Stored items from a collection:

----

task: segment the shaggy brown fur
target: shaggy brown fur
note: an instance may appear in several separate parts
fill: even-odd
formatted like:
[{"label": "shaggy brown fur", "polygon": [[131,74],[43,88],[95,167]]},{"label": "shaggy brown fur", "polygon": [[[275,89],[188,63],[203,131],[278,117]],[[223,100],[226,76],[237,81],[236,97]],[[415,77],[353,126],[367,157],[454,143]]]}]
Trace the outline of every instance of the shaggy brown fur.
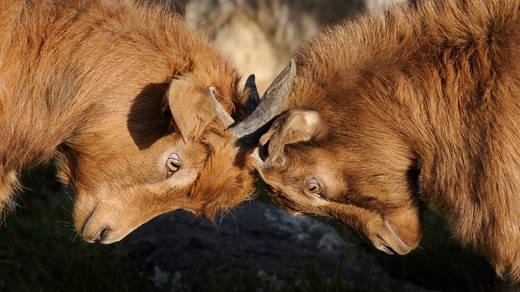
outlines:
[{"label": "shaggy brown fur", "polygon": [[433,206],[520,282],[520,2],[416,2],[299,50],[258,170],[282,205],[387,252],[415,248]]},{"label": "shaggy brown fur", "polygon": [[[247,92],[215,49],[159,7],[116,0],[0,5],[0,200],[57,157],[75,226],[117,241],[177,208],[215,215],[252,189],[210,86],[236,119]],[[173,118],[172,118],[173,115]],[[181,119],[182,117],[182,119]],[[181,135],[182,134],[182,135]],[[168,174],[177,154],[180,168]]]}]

----

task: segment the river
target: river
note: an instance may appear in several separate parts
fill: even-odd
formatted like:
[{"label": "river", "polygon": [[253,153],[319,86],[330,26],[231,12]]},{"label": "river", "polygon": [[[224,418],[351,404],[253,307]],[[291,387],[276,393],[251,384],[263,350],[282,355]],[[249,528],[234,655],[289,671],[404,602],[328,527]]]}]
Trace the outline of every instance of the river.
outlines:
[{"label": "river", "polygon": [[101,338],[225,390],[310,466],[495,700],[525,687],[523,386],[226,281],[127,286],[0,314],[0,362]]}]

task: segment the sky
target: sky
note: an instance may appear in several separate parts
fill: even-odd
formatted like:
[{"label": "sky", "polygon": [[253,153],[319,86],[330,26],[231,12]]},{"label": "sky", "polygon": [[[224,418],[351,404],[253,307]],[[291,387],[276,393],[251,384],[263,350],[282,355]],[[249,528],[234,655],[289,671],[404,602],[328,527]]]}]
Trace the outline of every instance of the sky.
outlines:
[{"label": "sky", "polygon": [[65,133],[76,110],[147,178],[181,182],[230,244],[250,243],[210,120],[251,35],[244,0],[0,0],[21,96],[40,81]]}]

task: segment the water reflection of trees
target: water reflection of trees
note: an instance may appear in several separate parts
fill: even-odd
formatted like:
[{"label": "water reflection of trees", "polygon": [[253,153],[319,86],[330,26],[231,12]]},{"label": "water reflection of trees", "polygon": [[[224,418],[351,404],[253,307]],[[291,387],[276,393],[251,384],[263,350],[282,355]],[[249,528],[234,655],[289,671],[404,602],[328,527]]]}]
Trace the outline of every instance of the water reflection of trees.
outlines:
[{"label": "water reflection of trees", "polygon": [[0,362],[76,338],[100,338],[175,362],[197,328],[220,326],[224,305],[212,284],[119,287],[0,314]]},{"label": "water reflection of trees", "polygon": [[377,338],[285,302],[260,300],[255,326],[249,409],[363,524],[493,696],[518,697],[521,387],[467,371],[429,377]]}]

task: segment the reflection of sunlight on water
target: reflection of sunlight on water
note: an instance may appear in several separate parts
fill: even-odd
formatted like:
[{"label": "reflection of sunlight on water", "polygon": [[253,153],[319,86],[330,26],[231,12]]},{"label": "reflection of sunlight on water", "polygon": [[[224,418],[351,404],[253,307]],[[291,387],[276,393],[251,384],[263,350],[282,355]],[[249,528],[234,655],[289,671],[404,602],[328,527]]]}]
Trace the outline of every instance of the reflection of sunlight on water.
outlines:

----

#### [WORK TASK]
Look over the entries for "segment", then copy every line that includes that string.

#### [REPLY TO THE TASK]
task: segment the shaggy brown fur
task: segment the river
task: segment the sky
task: segment the water reflection of trees
task: segment the reflection of sunlight on water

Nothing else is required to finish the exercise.